## Start
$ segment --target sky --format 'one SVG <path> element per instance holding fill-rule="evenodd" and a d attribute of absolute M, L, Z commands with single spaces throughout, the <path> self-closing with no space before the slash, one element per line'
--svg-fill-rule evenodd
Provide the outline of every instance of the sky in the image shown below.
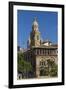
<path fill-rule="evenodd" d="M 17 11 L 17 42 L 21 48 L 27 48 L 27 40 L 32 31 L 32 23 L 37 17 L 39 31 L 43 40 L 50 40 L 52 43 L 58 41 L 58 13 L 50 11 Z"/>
## End
## Start
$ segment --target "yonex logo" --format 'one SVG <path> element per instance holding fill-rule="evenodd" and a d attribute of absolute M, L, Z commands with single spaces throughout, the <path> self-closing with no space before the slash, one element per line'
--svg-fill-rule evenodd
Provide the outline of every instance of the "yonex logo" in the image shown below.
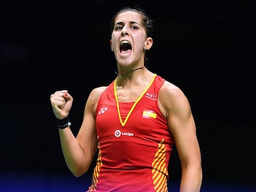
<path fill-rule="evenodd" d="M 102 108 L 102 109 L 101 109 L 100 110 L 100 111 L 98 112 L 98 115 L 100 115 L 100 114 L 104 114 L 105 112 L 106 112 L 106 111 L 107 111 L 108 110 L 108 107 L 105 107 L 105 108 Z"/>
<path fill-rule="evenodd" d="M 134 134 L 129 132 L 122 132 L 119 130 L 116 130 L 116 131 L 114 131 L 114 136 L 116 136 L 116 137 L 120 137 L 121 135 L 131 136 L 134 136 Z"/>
## End
## Start
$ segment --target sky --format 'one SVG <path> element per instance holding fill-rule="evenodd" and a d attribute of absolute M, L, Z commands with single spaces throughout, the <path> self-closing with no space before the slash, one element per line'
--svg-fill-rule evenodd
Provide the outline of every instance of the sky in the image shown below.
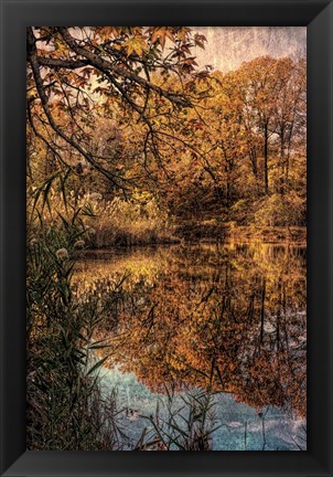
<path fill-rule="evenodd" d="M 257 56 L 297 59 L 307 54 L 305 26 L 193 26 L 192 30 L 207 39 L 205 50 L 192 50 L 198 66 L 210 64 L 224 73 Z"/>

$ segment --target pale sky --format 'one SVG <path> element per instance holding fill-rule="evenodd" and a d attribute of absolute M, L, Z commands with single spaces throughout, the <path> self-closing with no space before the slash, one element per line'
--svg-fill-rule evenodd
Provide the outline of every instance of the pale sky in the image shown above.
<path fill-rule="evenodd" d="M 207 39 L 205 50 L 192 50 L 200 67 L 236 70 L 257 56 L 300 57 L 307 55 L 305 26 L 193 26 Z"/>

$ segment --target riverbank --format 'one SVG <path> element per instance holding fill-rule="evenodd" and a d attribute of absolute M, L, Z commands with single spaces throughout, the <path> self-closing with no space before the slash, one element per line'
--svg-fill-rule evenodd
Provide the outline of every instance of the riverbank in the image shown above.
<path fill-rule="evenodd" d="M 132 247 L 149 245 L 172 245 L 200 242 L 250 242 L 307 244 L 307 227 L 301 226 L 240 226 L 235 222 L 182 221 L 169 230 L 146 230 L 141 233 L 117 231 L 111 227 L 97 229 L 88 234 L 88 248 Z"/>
## End
▶ [WHAT TO PRODUCE]: Pull out each line above that contains the string "shown" and copy it in full. Case matters.

▶ [RESPONSE]:
Provide the outline of every instance of the sky in the image shown below.
Provide the outline of every instance of the "yonex logo" in the image shown below.
Provide the outline of every instance of the sky in the image shown below.
Provide the outline of every instance of the pale sky in the image shown above.
Provide the outline of every instance of the riverbank in the image shown above.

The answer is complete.